> [Work to complete]: Return word for word the lines of the entries below, starting at the line that contains "Can you see the green" and ending at the line that contains "column 579, row 57", with both of those lines included.

> [Exercise input]:
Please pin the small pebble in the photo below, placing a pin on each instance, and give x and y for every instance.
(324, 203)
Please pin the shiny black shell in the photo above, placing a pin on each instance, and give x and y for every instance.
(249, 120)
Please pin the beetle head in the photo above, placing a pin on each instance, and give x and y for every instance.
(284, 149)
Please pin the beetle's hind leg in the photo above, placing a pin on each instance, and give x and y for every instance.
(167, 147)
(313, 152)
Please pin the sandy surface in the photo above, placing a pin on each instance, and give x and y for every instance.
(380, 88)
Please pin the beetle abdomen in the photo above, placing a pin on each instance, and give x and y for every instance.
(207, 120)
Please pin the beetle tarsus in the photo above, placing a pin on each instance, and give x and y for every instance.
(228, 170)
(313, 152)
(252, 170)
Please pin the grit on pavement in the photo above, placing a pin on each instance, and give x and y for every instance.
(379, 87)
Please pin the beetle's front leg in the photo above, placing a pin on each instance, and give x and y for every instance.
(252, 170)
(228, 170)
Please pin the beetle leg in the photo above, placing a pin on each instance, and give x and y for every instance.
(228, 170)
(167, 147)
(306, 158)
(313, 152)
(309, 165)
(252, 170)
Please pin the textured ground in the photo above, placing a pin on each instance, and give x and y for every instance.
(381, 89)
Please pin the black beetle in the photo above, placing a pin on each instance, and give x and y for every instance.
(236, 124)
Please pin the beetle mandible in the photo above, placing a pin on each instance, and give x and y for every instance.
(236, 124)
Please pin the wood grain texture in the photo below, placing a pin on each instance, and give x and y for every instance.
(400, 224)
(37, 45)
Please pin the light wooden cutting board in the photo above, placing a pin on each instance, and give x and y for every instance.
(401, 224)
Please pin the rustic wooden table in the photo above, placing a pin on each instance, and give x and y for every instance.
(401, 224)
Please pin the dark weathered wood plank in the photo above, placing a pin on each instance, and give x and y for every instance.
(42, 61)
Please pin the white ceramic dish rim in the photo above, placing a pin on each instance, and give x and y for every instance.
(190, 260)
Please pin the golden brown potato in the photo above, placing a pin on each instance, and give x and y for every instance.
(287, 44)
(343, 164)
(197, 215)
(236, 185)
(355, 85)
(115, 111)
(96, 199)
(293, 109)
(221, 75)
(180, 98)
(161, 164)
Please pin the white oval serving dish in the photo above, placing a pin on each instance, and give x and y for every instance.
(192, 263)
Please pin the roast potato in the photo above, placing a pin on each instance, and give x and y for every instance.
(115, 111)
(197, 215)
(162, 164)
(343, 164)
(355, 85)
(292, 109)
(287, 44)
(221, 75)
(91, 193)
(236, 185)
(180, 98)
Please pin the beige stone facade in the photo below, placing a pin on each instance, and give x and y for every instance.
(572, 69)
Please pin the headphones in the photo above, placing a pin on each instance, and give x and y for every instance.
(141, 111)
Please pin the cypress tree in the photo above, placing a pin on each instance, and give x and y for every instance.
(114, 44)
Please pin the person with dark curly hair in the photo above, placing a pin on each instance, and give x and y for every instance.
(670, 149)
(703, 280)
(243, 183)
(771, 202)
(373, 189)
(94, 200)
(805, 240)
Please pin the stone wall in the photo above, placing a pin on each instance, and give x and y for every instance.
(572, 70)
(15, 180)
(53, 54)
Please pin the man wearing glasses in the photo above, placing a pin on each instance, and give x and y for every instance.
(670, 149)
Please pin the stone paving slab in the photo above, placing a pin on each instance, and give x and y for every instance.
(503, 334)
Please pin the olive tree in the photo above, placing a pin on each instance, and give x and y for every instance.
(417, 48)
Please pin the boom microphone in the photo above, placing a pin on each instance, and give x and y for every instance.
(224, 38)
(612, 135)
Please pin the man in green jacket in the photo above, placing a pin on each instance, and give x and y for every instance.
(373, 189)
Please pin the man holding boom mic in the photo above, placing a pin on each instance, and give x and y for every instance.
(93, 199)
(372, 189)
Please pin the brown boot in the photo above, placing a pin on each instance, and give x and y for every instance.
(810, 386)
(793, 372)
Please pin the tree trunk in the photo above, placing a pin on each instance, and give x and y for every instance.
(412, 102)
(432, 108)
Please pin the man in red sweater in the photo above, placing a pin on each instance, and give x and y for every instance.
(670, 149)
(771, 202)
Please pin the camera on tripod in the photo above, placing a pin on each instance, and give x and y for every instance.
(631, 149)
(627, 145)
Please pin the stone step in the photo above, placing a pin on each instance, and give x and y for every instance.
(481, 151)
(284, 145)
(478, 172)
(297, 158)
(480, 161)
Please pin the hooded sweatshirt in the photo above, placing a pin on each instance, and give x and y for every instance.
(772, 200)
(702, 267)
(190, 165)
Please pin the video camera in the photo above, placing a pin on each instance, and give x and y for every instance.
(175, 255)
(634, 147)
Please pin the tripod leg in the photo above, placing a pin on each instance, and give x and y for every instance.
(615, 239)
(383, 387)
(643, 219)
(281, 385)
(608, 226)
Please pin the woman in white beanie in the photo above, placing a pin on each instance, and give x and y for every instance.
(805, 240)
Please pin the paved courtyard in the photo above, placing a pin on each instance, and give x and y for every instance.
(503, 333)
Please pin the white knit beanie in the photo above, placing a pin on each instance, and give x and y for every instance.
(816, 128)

==

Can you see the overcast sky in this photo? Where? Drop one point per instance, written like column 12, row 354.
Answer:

...

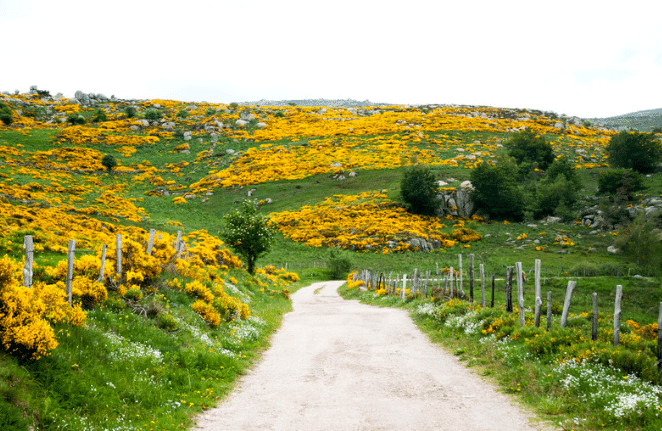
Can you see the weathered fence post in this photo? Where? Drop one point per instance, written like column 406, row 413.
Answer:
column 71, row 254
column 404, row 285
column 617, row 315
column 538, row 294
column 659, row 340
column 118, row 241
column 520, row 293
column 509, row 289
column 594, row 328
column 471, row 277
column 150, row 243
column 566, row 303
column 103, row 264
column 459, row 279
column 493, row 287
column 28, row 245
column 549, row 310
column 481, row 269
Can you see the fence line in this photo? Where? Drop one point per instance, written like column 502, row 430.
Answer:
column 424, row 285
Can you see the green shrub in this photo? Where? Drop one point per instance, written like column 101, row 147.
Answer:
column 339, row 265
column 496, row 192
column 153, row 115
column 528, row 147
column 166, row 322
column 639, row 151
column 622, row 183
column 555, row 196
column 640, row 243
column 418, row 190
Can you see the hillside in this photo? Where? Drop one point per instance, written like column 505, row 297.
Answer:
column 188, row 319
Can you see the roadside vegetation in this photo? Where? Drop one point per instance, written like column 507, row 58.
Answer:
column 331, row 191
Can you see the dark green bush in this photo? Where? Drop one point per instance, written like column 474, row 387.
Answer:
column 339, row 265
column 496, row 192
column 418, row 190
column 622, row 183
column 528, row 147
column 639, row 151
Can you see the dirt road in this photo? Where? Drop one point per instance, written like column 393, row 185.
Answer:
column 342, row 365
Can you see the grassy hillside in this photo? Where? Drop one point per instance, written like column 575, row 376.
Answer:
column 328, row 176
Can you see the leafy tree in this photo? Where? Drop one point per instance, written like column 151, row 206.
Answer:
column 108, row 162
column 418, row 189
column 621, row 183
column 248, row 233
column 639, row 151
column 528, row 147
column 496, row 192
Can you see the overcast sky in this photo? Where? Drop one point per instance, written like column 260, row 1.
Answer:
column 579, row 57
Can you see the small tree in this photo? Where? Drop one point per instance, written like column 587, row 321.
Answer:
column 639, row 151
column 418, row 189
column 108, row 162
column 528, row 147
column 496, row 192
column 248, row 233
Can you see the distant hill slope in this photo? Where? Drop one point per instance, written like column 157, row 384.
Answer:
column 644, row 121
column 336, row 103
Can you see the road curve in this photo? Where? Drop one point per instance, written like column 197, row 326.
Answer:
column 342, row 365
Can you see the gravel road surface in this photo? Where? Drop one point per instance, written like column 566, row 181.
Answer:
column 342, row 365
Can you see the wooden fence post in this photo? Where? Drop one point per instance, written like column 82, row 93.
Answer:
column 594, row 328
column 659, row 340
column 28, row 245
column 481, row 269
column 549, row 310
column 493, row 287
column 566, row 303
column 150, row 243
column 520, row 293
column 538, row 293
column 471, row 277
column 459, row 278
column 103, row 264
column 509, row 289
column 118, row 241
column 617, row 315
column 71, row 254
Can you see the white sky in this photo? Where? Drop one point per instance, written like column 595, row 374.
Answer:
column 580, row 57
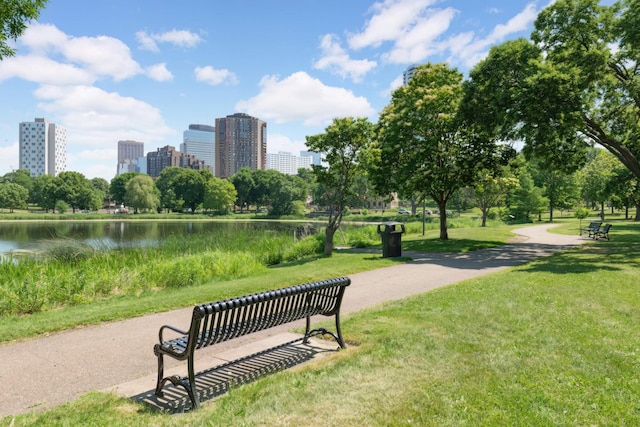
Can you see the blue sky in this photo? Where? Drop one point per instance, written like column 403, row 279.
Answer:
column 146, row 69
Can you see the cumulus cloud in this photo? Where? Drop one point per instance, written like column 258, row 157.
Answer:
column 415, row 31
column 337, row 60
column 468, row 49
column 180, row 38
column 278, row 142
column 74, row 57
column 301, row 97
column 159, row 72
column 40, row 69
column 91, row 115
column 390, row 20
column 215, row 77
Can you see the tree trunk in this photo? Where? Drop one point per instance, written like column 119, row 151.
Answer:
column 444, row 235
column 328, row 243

> [Exercise output]:
Can you see the green shrub in this photo? Where? Drop one point per instance, written like column 101, row 147.
Answer:
column 339, row 265
column 496, row 192
column 153, row 115
column 528, row 147
column 166, row 322
column 639, row 151
column 622, row 183
column 555, row 196
column 640, row 243
column 418, row 190
Can you see the hillside in this photo? Where? Drop one point per instance, written like column 505, row 297.
Answer:
column 188, row 319
Can you see the roadside vegetation in this photo? Where? Drop one point per instance, written like column 507, row 58.
Answer:
column 331, row 191
Can you see the dark green bush in this photo? Where? Drop one point per instance, written like column 474, row 387.
Answer:
column 339, row 265
column 496, row 192
column 418, row 190
column 622, row 183
column 528, row 147
column 639, row 151
Can you see the dirt road in this photo? Where? Drop one point per instance, written like column 393, row 185.
Answer:
column 342, row 365
Can you see the grassy hillside in this photo? Where? Drop one point per instance, written like column 575, row 376.
Answer:
column 328, row 176
Can you see the leafy tree in this photo? Where? Drop one point per instance, written like column 151, row 206.
Answer:
column 108, row 162
column 418, row 189
column 621, row 183
column 248, row 233
column 639, row 151
column 528, row 147
column 496, row 192
Can you see the overcast sky in this photo? Where? Drop one point per instance, written like column 260, row 1.
Answer:
column 579, row 57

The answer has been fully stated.